■ Work to be completed
Please give every line below again exactly, but not its pictures.

■ Dataset items
● ● ● ● ●
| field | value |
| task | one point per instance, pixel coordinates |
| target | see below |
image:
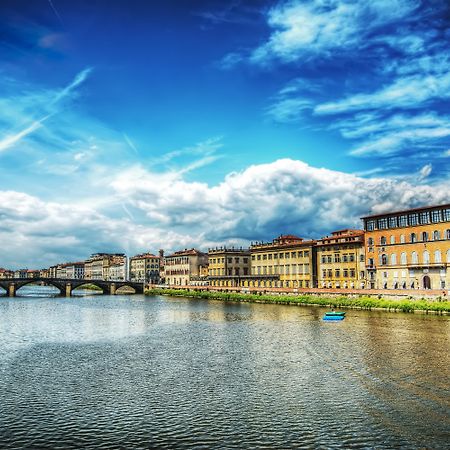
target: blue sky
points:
(132, 126)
● ● ● ● ●
■ Answer to the problem
| field | value |
| task | one point per instance, pixel coordinates |
| target | see below |
image:
target: blue sky
points:
(132, 126)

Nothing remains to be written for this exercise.